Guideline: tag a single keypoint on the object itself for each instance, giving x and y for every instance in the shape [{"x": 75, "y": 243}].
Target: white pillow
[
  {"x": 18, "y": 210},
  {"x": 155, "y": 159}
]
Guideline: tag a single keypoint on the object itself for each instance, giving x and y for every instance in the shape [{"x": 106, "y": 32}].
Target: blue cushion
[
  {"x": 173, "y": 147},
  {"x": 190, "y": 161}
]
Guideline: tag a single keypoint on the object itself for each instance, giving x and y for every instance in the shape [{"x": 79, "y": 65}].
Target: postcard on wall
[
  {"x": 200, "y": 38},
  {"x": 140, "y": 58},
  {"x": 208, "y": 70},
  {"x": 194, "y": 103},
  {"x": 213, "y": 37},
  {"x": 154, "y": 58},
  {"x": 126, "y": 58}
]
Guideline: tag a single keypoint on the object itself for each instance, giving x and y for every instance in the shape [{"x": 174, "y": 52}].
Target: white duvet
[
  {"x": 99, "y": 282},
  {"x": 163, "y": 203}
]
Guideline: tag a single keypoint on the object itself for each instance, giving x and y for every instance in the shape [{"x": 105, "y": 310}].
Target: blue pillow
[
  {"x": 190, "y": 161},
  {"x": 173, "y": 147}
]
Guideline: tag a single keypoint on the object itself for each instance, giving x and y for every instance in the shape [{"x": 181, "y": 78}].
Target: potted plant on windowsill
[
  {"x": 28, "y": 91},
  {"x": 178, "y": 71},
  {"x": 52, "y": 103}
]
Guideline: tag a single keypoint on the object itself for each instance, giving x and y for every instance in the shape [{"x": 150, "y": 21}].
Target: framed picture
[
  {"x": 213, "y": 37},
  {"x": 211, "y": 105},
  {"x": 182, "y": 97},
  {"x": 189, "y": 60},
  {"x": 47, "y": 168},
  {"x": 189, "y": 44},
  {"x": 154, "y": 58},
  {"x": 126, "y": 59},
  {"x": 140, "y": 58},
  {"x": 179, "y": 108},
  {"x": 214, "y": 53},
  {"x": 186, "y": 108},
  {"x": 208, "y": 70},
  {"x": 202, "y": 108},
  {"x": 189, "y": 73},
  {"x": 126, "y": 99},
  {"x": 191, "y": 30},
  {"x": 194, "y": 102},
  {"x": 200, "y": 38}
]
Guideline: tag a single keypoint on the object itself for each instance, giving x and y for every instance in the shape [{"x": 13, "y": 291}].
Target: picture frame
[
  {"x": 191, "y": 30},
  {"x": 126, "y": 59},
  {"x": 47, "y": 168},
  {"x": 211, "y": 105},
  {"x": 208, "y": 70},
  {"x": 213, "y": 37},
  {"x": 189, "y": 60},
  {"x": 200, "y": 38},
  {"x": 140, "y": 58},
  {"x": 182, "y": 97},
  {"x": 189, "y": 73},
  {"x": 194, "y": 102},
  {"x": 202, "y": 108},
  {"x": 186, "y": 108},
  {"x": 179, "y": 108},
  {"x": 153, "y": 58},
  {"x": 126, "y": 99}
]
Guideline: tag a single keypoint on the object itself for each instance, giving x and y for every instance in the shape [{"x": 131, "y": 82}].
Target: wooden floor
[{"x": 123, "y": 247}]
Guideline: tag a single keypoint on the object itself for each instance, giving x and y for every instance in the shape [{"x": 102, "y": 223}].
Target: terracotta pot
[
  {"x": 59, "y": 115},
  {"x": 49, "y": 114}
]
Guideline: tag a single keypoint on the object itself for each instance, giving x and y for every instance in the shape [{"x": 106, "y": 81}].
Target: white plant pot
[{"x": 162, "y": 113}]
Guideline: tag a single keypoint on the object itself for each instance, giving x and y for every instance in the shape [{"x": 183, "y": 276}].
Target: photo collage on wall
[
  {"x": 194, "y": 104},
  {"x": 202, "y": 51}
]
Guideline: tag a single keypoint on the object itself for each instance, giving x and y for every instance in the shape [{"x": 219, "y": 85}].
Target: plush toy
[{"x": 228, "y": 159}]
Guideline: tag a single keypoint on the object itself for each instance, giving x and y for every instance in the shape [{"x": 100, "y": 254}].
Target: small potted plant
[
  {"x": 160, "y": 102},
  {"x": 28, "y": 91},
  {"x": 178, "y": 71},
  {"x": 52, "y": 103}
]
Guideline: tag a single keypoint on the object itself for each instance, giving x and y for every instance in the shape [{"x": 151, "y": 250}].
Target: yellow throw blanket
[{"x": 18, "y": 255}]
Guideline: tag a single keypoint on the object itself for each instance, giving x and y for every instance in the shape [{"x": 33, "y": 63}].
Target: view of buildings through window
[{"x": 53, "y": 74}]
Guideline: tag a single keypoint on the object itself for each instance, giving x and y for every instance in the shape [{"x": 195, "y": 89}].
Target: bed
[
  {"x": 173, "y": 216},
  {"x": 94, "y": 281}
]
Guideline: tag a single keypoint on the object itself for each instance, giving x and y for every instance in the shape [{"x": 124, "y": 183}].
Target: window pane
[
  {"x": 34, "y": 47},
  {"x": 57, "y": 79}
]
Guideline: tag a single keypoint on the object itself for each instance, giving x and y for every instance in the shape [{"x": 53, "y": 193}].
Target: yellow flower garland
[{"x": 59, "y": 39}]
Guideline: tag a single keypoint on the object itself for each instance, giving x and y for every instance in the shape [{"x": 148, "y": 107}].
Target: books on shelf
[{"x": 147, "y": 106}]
----------
**What is being asked:** Output all preceding records character for character.

**The output:**
Guideline: tag a single keypoint on the object itself for each instance, giving x and y for every instance in the shape [{"x": 75, "y": 243}].
Target: white pillow
[
  {"x": 18, "y": 210},
  {"x": 155, "y": 159}
]
Guideline: tag a single keypoint on the object itself for each instance, giving x and y for every instance in the shape [{"x": 106, "y": 32}].
Target: blue cushion
[
  {"x": 173, "y": 147},
  {"x": 190, "y": 161}
]
Guideline: tag a single keypoint on the object itself for each instance, giving x and y for every instance in the shape [{"x": 79, "y": 65}].
Target: postcard on wall
[
  {"x": 200, "y": 38},
  {"x": 140, "y": 58},
  {"x": 208, "y": 70},
  {"x": 194, "y": 103},
  {"x": 213, "y": 37},
  {"x": 154, "y": 58},
  {"x": 126, "y": 58}
]
Guideline: tag a single keypoint on the object itself for each instance, giving x and y for every instance in the shape [{"x": 174, "y": 52}].
Target: white duvet
[
  {"x": 99, "y": 282},
  {"x": 163, "y": 203}
]
Guideline: tag a single keypoint on the object itself for each instance, giving x and y for every instance in the shape [{"x": 105, "y": 310}].
Target: blue pillow
[
  {"x": 190, "y": 161},
  {"x": 173, "y": 147}
]
Guideline: tag a single keypoint on the object itself for each instance, giving x and y for every instance in the shape [{"x": 181, "y": 78}].
Target: potted plant on windowsill
[
  {"x": 28, "y": 91},
  {"x": 178, "y": 71},
  {"x": 52, "y": 103}
]
Guideline: tag a single keypoint on the object itself for each instance, giving x and y for every instance in the shape [{"x": 150, "y": 21}].
Target: framed picture
[
  {"x": 213, "y": 37},
  {"x": 211, "y": 105},
  {"x": 182, "y": 97},
  {"x": 189, "y": 60},
  {"x": 47, "y": 168},
  {"x": 189, "y": 44},
  {"x": 154, "y": 58},
  {"x": 126, "y": 59},
  {"x": 140, "y": 58},
  {"x": 179, "y": 108},
  {"x": 214, "y": 53},
  {"x": 186, "y": 108},
  {"x": 208, "y": 70},
  {"x": 202, "y": 108},
  {"x": 189, "y": 73},
  {"x": 126, "y": 99},
  {"x": 191, "y": 30},
  {"x": 194, "y": 102},
  {"x": 200, "y": 38}
]
Guideline: tag a single keypoint on the object itself for each instance, giving x and y for every instance in the shape [{"x": 13, "y": 291}].
Target: picture frame
[
  {"x": 191, "y": 30},
  {"x": 126, "y": 59},
  {"x": 47, "y": 168},
  {"x": 211, "y": 105},
  {"x": 208, "y": 70},
  {"x": 213, "y": 37},
  {"x": 189, "y": 60},
  {"x": 200, "y": 38},
  {"x": 140, "y": 58},
  {"x": 182, "y": 97},
  {"x": 189, "y": 73},
  {"x": 194, "y": 102},
  {"x": 202, "y": 108},
  {"x": 186, "y": 108},
  {"x": 179, "y": 108},
  {"x": 153, "y": 58},
  {"x": 126, "y": 99}
]
Guideline: tag a single keypoint on the object itself for each instance, giving x and y for every instance in the shape [{"x": 131, "y": 82}].
Target: wooden floor
[{"x": 123, "y": 247}]
Guideline: tag a single keypoint on the object itself for each instance, giving x and y for every instance in the shape [{"x": 102, "y": 223}].
Target: terracotta pot
[
  {"x": 59, "y": 115},
  {"x": 49, "y": 114}
]
Guideline: tag a single keypoint on the object itself for each instance, giving x and y for every instance in the shape [{"x": 106, "y": 81}].
Target: white plant pot
[{"x": 162, "y": 113}]
Guideline: tag a single keypoint on the object itself for each instance, giving x and y for every instance in the shape [{"x": 183, "y": 276}].
Target: photo collage on wall
[
  {"x": 194, "y": 104},
  {"x": 202, "y": 51}
]
Guideline: tag a single keypoint on the object itself for each instance, giving x and y for every instance in the shape [{"x": 219, "y": 85}].
Target: plush toy
[{"x": 228, "y": 159}]
Guideline: tag a single keypoint on the object itself for each instance, giving x and y for every instance in the shape [{"x": 100, "y": 254}].
Target: small potted plant
[
  {"x": 160, "y": 102},
  {"x": 28, "y": 91},
  {"x": 178, "y": 71},
  {"x": 52, "y": 103}
]
Guideline: tag a single keypoint on the object itself for each instance, giving x and y for every instance in the shape [{"x": 151, "y": 250}].
Target: yellow throw blanket
[{"x": 18, "y": 255}]
Guideline: tag a single keypoint on the object itself for each instance, giving x and y for every instance in the shape [{"x": 33, "y": 63}].
Target: view of buildings through window
[{"x": 53, "y": 74}]
Guideline: tag a single keypoint on the object itself for each instance, giving x and y for every instance in the shape [{"x": 195, "y": 89}].
Target: bed
[
  {"x": 173, "y": 216},
  {"x": 94, "y": 281}
]
Guideline: tag a single keypoint on the object itself for each instance, giving x and y for every instance in the shape [{"x": 124, "y": 183}].
Target: window pane
[
  {"x": 34, "y": 47},
  {"x": 57, "y": 79}
]
Guideline: tag a single keypoint on the object itself for each instance, giving x and y for every instance in the shape [{"x": 53, "y": 193}].
Target: yellow flower garland
[{"x": 59, "y": 39}]
Guideline: tag a single keypoint on the object itself for each instance, giving x and y for every instance in the shape [{"x": 148, "y": 107}].
Target: books on shelf
[{"x": 147, "y": 106}]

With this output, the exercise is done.